- To be done:
Copy out every line of the data below word for word, but leave out the pictures.

# # #

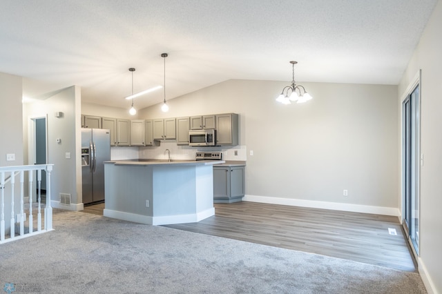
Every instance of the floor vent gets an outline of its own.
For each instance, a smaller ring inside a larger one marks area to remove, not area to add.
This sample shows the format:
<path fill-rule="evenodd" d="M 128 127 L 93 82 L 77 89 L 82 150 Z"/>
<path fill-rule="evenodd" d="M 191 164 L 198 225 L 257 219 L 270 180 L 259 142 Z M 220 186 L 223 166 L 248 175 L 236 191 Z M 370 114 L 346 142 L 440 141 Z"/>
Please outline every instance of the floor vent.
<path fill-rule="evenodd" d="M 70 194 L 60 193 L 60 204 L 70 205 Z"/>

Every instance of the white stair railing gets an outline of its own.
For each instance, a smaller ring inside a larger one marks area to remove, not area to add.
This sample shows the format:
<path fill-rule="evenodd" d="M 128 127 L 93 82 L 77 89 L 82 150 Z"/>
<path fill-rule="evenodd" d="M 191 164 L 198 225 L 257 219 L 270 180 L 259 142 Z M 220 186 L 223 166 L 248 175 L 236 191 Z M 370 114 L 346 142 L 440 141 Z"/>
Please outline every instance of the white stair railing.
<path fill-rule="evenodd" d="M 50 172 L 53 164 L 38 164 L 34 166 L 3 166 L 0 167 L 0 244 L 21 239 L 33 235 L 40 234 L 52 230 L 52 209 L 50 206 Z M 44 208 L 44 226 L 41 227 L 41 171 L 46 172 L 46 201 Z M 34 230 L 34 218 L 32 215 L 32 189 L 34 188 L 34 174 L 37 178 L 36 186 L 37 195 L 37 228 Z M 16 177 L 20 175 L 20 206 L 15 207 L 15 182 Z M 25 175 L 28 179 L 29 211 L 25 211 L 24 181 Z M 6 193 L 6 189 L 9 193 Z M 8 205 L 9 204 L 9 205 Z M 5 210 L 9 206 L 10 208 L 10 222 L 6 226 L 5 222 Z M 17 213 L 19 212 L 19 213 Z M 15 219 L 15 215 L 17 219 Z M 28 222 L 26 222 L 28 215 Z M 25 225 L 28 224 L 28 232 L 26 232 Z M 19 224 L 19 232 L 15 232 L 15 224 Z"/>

# # #

- Reply:
Every instance of the floor vent gets an outline of its own.
For each instance, a smaller ring inside a larger one marks area to remove, not area to add.
This sample shows the format:
<path fill-rule="evenodd" d="M 128 127 L 93 82 L 77 89 L 82 150 Z"/>
<path fill-rule="evenodd" d="M 191 164 L 198 225 L 257 219 L 270 180 L 259 142 Z M 220 186 L 223 166 L 248 175 L 236 191 Z M 370 114 L 346 142 L 440 141 Z"/>
Please outline every instance of the floor vent.
<path fill-rule="evenodd" d="M 70 194 L 60 193 L 60 204 L 70 205 Z"/>

Every instance of the white stair railing gets an outline of its own.
For each instance, a smaller ring inside a larger one marks area to remove, not area to add.
This sample shows the format:
<path fill-rule="evenodd" d="M 128 127 L 93 82 L 77 89 L 82 150 Z"/>
<path fill-rule="evenodd" d="M 191 164 L 198 225 L 257 219 L 270 180 L 259 142 Z M 220 186 L 223 166 L 248 175 L 236 191 Z M 370 114 L 346 142 L 440 141 Z"/>
Please outline every instance of the white stair railing.
<path fill-rule="evenodd" d="M 50 172 L 53 164 L 38 164 L 34 166 L 3 166 L 0 167 L 0 244 L 21 239 L 33 235 L 40 234 L 52 230 L 52 209 L 50 206 Z M 44 208 L 44 226 L 41 227 L 41 171 L 46 172 L 46 201 Z M 34 230 L 34 218 L 32 215 L 32 189 L 34 188 L 34 174 L 37 178 L 36 186 L 37 195 L 37 228 Z M 16 177 L 20 175 L 20 206 L 15 207 L 15 182 Z M 25 175 L 28 179 L 29 211 L 25 211 L 24 181 Z M 6 193 L 6 189 L 9 193 Z M 8 205 L 9 204 L 9 205 Z M 5 210 L 9 206 L 10 208 L 10 222 L 6 226 L 5 222 Z M 17 213 L 19 212 L 19 213 Z M 15 219 L 15 215 L 17 219 Z M 28 222 L 26 222 L 28 215 Z M 25 225 L 28 224 L 28 232 L 26 232 Z M 19 224 L 19 232 L 15 232 L 15 224 Z"/>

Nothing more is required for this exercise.